• _Texte source_:
▶
4 Janvier 2023

Benoît XVI, l’art et la liturgie au service de la foi

de ÉMILIE REY, HENRI DE MÉGILLE, LUCIE MOTTET

Ordonné prêtre en 1951, le père Joseph Ratzinger avait tout juste trente-cinq ans et déjà une brillante réputation de théologien quand il fut appelé à participer au Concile Vatican II (1962-1965) comme consultant. Il milita alors en faveur de deux réformes : celle du Saint-Office, qui deviendra la Congrégation pour la doctrine de la foi, et celle de la liturgie. Nous aurons l’occasion de revenir sur la centralité de la liturgie dans sa pensée. Nommé par le pape Paul VI successivement archevêque de Munich puis cardinal en 1977, il fut appelé à la chaire de saint Pierre en 2005, devenant le 265ème Pape de l’Église catholique.
◀
• _Données fournies_:
▶
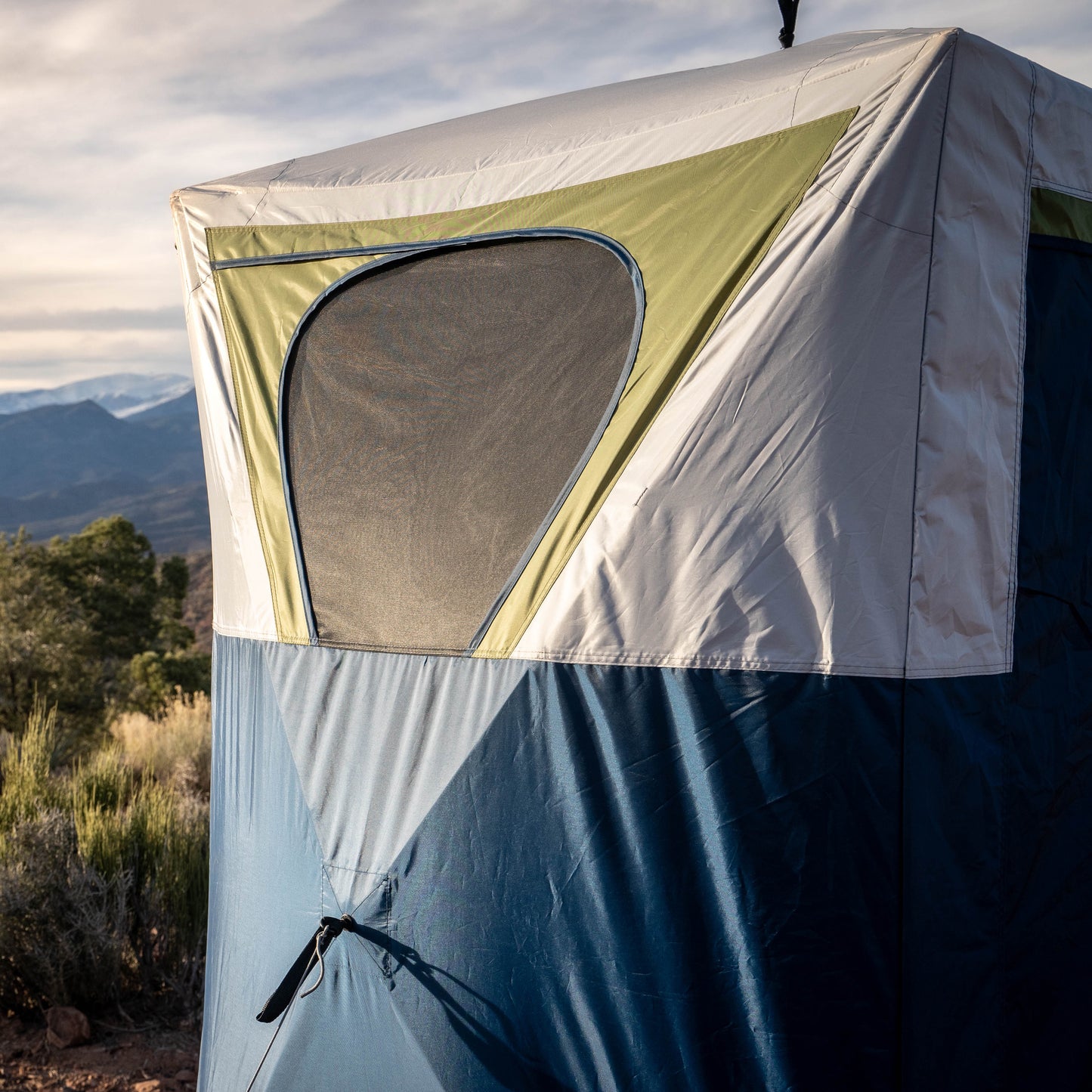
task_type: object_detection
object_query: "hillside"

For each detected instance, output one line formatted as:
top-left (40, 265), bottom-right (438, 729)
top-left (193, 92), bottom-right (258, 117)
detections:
top-left (0, 388), bottom-right (209, 554)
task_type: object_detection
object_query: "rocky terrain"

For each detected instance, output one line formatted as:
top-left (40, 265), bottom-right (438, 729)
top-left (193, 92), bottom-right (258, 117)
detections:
top-left (0, 1010), bottom-right (200, 1092)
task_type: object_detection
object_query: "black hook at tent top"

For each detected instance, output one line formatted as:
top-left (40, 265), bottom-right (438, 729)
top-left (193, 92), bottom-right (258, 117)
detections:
top-left (778, 0), bottom-right (800, 49)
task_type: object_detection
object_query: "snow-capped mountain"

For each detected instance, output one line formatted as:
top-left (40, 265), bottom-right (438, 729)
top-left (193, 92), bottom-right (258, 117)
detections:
top-left (0, 373), bottom-right (193, 417)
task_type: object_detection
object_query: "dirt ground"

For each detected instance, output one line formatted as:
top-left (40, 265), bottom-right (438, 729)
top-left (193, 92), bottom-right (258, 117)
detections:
top-left (0, 1016), bottom-right (199, 1092)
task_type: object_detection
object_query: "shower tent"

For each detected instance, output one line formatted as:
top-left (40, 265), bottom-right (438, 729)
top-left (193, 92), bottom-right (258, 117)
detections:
top-left (174, 29), bottom-right (1092, 1092)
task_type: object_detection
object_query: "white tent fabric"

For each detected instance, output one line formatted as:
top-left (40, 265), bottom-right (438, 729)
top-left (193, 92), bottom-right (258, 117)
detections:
top-left (172, 29), bottom-right (1089, 677)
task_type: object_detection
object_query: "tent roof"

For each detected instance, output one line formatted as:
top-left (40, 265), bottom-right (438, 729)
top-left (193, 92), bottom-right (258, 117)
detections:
top-left (192, 29), bottom-right (953, 196)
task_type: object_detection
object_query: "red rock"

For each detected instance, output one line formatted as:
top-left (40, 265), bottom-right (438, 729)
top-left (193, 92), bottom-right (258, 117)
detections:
top-left (46, 1004), bottom-right (91, 1050)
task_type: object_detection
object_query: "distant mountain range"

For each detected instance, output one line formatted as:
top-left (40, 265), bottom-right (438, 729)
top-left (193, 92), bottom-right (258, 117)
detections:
top-left (0, 373), bottom-right (193, 418)
top-left (0, 375), bottom-right (209, 554)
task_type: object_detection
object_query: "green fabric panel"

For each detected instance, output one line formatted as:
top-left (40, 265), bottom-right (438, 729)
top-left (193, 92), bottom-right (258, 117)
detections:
top-left (208, 110), bottom-right (856, 657)
top-left (211, 252), bottom-right (386, 645)
top-left (1031, 189), bottom-right (1092, 243)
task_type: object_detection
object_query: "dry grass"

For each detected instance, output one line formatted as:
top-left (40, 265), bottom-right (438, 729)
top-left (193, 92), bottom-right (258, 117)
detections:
top-left (0, 694), bottom-right (209, 1011)
top-left (110, 690), bottom-right (212, 796)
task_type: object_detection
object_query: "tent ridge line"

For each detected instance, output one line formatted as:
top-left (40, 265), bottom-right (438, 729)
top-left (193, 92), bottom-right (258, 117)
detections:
top-left (198, 107), bottom-right (869, 234)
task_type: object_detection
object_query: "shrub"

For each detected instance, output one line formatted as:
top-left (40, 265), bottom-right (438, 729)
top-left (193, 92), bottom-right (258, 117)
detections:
top-left (0, 694), bottom-right (209, 1013)
top-left (0, 808), bottom-right (132, 1013)
top-left (0, 694), bottom-right (58, 831)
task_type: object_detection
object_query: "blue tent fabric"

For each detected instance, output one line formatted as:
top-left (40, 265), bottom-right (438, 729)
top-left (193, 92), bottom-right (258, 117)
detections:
top-left (201, 228), bottom-right (1092, 1092)
top-left (903, 237), bottom-right (1092, 1092)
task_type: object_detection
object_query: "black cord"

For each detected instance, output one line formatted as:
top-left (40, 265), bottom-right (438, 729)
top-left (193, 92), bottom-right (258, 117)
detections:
top-left (778, 0), bottom-right (800, 49)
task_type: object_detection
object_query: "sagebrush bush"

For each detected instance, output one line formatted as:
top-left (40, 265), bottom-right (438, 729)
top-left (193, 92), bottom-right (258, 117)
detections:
top-left (110, 689), bottom-right (212, 796)
top-left (0, 699), bottom-right (209, 1011)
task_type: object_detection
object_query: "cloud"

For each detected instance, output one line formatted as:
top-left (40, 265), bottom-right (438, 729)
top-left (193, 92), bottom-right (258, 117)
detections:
top-left (0, 307), bottom-right (186, 331)
top-left (0, 0), bottom-right (1092, 393)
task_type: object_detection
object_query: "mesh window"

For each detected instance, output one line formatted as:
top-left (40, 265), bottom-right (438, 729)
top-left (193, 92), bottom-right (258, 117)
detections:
top-left (283, 237), bottom-right (638, 652)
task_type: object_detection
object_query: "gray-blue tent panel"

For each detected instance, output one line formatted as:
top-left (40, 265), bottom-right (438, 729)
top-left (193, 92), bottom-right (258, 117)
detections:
top-left (202, 232), bottom-right (1092, 1092)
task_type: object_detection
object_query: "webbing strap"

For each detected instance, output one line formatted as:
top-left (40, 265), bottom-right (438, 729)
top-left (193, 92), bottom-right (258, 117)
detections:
top-left (247, 914), bottom-right (357, 1092)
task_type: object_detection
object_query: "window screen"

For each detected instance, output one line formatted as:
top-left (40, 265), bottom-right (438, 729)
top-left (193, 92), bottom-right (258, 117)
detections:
top-left (282, 237), bottom-right (638, 652)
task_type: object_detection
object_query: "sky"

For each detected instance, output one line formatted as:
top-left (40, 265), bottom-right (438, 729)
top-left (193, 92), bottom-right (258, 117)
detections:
top-left (0, 0), bottom-right (1092, 391)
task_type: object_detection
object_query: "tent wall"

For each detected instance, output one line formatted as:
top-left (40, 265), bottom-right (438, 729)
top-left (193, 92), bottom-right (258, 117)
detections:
top-left (168, 30), bottom-right (1092, 1092)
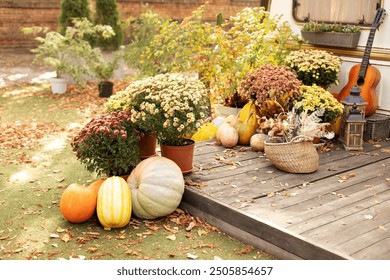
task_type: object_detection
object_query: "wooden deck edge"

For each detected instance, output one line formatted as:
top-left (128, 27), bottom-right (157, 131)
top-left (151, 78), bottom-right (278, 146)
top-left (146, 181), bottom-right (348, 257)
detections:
top-left (179, 187), bottom-right (350, 260)
top-left (179, 202), bottom-right (302, 260)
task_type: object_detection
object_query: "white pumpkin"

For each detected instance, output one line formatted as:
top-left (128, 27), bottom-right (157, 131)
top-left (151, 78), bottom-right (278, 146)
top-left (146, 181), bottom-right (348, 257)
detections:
top-left (127, 156), bottom-right (184, 219)
top-left (96, 176), bottom-right (132, 228)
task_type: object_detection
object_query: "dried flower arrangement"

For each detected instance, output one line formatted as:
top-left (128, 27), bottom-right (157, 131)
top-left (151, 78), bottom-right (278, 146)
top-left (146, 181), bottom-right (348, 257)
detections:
top-left (260, 107), bottom-right (334, 142)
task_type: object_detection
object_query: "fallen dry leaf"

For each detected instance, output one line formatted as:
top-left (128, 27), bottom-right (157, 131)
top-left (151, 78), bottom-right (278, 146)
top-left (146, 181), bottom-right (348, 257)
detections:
top-left (167, 234), bottom-right (176, 241)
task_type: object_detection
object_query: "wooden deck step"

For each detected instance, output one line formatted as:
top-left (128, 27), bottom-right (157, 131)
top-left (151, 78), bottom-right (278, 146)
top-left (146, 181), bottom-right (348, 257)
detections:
top-left (181, 141), bottom-right (390, 259)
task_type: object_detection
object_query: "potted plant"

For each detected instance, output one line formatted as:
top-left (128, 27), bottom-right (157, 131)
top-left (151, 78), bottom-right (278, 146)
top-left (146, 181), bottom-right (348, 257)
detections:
top-left (296, 85), bottom-right (344, 134)
top-left (93, 50), bottom-right (122, 97)
top-left (238, 64), bottom-right (302, 118)
top-left (23, 18), bottom-right (114, 93)
top-left (122, 5), bottom-right (300, 114)
top-left (71, 111), bottom-right (140, 176)
top-left (296, 85), bottom-right (344, 123)
top-left (206, 7), bottom-right (301, 112)
top-left (285, 49), bottom-right (342, 88)
top-left (105, 73), bottom-right (210, 173)
top-left (301, 21), bottom-right (361, 48)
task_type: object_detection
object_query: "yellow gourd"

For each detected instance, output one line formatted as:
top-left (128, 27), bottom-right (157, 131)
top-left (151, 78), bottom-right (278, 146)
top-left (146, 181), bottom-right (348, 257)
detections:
top-left (218, 124), bottom-right (238, 148)
top-left (236, 103), bottom-right (259, 145)
top-left (96, 176), bottom-right (132, 229)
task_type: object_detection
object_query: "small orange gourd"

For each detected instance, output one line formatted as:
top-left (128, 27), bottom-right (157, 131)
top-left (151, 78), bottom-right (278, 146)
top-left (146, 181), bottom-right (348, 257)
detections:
top-left (60, 183), bottom-right (97, 223)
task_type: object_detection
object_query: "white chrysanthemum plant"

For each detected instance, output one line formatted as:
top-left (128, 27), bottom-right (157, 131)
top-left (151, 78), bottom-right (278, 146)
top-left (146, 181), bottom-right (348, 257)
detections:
top-left (105, 73), bottom-right (210, 145)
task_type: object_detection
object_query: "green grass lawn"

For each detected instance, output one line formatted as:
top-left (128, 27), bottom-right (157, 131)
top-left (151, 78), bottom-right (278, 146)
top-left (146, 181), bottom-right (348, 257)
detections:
top-left (0, 84), bottom-right (273, 260)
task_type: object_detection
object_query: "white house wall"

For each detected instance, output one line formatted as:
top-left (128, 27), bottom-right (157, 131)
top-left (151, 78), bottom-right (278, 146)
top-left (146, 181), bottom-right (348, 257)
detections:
top-left (270, 0), bottom-right (390, 115)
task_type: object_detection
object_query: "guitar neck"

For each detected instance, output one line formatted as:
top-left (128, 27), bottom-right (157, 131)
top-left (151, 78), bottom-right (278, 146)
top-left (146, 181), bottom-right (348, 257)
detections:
top-left (359, 28), bottom-right (376, 78)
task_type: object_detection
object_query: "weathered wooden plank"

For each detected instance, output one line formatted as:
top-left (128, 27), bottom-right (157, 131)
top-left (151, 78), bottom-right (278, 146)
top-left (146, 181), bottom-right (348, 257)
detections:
top-left (286, 184), bottom-right (390, 234)
top-left (182, 141), bottom-right (390, 259)
top-left (182, 185), bottom-right (349, 259)
top-left (241, 158), bottom-right (390, 214)
top-left (195, 150), bottom-right (390, 206)
top-left (351, 228), bottom-right (390, 260)
top-left (312, 197), bottom-right (390, 247)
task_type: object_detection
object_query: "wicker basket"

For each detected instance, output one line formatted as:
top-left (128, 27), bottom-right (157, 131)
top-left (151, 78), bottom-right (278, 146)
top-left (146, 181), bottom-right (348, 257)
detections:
top-left (264, 138), bottom-right (319, 173)
top-left (363, 114), bottom-right (390, 141)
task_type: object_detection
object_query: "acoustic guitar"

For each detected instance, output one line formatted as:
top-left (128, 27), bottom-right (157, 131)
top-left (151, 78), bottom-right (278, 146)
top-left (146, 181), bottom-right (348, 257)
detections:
top-left (337, 8), bottom-right (386, 117)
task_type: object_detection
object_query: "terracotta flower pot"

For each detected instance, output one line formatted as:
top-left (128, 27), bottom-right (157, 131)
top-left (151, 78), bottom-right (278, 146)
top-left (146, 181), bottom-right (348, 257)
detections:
top-left (161, 139), bottom-right (195, 174)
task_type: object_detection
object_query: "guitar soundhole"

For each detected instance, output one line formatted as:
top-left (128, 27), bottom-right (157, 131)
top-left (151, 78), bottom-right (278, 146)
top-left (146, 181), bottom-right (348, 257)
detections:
top-left (356, 77), bottom-right (364, 86)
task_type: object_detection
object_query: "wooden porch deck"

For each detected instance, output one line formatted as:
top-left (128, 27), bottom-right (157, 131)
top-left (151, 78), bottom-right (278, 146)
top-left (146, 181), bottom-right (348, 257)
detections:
top-left (180, 140), bottom-right (390, 260)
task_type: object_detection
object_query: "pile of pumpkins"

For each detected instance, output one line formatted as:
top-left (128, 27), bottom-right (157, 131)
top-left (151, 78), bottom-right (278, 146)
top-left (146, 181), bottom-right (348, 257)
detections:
top-left (60, 156), bottom-right (184, 229)
top-left (216, 103), bottom-right (266, 151)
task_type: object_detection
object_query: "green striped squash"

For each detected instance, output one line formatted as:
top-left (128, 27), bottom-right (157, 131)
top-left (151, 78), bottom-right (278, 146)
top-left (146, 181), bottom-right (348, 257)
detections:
top-left (96, 176), bottom-right (132, 229)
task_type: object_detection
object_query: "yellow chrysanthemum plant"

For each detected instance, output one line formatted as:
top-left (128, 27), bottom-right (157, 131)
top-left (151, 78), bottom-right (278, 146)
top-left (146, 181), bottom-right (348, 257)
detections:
top-left (295, 85), bottom-right (344, 123)
top-left (285, 49), bottom-right (342, 87)
top-left (104, 73), bottom-right (210, 145)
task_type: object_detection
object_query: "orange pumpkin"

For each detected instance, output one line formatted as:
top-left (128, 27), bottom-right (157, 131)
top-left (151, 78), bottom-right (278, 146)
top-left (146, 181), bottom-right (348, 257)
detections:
top-left (60, 184), bottom-right (97, 223)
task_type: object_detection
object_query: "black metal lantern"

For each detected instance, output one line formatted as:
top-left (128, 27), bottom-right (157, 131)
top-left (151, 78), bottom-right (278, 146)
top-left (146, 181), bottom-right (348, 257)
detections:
top-left (340, 86), bottom-right (367, 151)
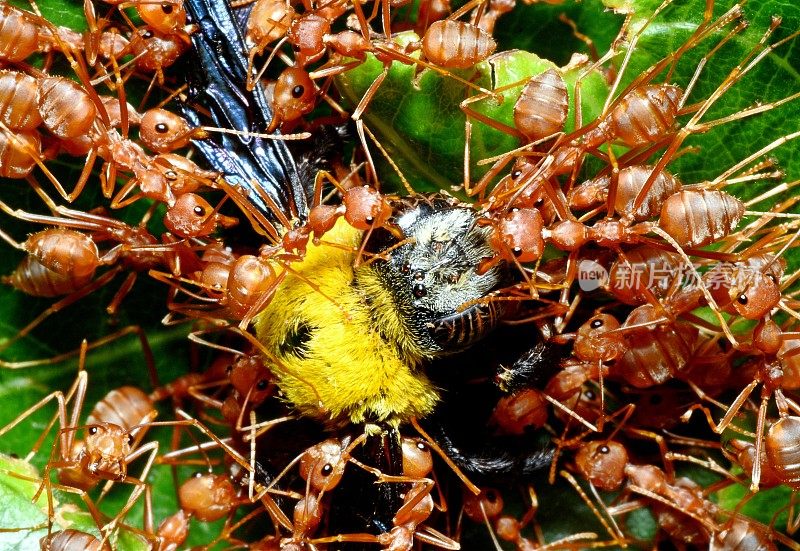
◀
• _Énoncé_: Transcrivez à l'identique, s'il vous plaît, le passage du texte sur Benoît XVI qui s'ouvre sur les mots contenant « de ÉMILIE REY, HENRI » et se termine par « de l’Église catholique. ».

• _Corrigé_:
de ÉMILIE REY, HENRI DE MÉGILLE, LUCIE MOTTET

Ordonné prêtre en 1951, le père Joseph Ratzinger avait tout juste trente-cinq ans et déjà une brillante réputation de théologien quand il fut appelé à participer au Concile Vatican II (1962-1965) comme consultant. Il milita alors en faveur de deux réformes : celle du Saint-Office, qui deviendra la Congrégation pour la doctrine de la foi, et celle de la liturgie. Nous aurons l’occasion de revenir sur la centralité de la liturgie dans sa pensée. Nommé par le pape Paul VI successivement archevêque de Munich puis cardinal en 1977, il fut appelé à la chaire de saint Pierre en 2005, devenant le 265ème Pape de l’Église catholique.